------ RAW DATA ------
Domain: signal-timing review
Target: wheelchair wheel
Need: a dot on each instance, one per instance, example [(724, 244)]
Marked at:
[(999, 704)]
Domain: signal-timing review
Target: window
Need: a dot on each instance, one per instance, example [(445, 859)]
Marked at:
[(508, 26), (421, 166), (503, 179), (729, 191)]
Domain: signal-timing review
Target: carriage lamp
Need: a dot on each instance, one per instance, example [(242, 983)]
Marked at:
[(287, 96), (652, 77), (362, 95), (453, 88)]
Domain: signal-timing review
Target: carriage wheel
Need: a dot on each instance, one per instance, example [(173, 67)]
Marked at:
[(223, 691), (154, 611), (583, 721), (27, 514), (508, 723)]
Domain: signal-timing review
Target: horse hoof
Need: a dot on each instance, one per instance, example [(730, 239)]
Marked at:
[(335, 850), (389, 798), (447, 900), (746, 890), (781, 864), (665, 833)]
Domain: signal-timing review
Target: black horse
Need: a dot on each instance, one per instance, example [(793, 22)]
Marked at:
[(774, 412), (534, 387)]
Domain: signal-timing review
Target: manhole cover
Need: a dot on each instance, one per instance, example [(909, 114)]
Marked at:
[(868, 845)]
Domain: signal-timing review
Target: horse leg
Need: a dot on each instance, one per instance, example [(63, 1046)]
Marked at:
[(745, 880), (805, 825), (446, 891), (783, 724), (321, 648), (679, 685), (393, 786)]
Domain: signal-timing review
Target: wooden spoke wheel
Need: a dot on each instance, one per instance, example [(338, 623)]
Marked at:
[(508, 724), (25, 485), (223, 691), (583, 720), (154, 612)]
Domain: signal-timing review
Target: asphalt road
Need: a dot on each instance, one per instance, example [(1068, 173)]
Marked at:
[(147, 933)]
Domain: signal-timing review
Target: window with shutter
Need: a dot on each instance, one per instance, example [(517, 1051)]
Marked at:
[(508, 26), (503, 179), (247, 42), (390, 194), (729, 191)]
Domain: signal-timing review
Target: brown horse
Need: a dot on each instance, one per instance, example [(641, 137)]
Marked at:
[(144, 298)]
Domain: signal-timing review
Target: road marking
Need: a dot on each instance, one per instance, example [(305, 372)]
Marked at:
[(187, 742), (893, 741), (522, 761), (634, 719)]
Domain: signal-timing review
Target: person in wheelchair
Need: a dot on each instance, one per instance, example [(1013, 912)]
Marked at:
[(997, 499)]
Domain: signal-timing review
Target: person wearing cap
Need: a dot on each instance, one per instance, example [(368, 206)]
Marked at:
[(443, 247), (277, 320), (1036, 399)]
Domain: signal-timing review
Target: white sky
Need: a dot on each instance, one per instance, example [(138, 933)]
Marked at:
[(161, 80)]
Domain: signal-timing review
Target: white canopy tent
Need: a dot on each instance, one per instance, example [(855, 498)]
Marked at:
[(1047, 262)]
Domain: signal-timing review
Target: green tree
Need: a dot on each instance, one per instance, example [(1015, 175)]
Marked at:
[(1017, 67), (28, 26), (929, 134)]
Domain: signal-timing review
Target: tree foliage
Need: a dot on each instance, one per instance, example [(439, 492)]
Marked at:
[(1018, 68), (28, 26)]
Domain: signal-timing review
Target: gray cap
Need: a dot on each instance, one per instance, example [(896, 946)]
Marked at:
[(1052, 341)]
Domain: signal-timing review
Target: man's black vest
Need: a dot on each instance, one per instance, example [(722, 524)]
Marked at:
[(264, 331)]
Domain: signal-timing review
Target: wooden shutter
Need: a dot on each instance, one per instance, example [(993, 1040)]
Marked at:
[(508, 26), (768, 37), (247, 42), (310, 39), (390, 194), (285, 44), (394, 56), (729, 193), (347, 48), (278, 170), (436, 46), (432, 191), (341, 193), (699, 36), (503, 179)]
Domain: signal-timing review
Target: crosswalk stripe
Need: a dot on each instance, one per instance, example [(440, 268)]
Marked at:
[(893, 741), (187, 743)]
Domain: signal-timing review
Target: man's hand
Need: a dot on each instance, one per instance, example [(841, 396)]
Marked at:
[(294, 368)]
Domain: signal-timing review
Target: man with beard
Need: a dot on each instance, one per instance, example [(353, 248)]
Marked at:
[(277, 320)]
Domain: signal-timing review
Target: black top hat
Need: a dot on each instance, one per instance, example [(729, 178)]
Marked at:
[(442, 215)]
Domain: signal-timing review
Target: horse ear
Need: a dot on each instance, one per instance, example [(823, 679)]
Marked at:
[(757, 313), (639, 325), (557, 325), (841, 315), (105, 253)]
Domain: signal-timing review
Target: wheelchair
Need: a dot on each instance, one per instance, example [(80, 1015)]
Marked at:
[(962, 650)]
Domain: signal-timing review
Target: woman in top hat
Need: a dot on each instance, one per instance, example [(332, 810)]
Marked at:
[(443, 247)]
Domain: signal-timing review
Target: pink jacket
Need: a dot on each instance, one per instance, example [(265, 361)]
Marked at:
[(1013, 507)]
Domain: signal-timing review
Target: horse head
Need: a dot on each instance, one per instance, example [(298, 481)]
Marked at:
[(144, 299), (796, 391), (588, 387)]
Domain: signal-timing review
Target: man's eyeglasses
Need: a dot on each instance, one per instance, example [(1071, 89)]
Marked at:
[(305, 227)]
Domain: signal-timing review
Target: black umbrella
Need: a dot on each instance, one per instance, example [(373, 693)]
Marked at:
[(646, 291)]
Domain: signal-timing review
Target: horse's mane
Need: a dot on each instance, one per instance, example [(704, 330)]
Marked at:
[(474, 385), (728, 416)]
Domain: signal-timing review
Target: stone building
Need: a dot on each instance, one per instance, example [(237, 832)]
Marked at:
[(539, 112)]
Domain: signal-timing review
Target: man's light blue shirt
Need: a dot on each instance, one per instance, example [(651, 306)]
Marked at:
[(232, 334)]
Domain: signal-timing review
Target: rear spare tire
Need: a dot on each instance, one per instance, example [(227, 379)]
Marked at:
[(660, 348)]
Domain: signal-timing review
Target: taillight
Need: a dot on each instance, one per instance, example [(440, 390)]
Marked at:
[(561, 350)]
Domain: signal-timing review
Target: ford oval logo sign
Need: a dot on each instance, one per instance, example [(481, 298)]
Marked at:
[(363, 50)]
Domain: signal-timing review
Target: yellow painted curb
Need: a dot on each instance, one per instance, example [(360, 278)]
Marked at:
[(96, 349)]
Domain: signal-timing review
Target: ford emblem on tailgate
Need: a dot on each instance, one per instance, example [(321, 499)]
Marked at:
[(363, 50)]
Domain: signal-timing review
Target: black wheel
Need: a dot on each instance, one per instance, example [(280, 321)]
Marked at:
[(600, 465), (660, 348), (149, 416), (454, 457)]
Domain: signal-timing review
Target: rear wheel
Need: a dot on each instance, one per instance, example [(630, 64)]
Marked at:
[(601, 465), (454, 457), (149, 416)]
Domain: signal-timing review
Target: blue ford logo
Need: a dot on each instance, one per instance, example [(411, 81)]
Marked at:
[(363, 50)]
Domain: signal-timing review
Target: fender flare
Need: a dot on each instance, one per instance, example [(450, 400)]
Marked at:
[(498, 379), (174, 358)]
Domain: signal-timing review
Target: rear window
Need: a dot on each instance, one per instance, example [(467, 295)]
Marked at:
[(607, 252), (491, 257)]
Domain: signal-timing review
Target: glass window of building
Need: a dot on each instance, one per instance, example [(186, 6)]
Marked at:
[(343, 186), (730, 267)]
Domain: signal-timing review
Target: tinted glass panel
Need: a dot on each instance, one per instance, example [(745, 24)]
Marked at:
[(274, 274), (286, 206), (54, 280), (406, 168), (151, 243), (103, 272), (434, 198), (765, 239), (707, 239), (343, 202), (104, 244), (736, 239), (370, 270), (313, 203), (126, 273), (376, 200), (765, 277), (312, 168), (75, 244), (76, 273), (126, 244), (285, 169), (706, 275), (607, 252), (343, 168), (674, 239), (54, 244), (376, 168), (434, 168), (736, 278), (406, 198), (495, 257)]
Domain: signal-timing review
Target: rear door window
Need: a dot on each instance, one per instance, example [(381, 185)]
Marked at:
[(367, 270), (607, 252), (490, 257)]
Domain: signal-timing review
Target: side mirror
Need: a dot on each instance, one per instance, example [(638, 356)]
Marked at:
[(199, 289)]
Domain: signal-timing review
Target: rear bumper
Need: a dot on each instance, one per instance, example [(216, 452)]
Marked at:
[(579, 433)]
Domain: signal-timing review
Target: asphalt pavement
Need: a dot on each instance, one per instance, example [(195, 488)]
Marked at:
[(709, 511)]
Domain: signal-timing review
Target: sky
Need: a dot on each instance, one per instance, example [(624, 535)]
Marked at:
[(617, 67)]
------
TRY IT: Pick out every line above that holds the word "rear" and copy it.

SOLUTION TO THE EXERCISE:
Target: rear spare tire
Target: rear wheel
Target: rear window
Target: rear door window
Target: rear bumper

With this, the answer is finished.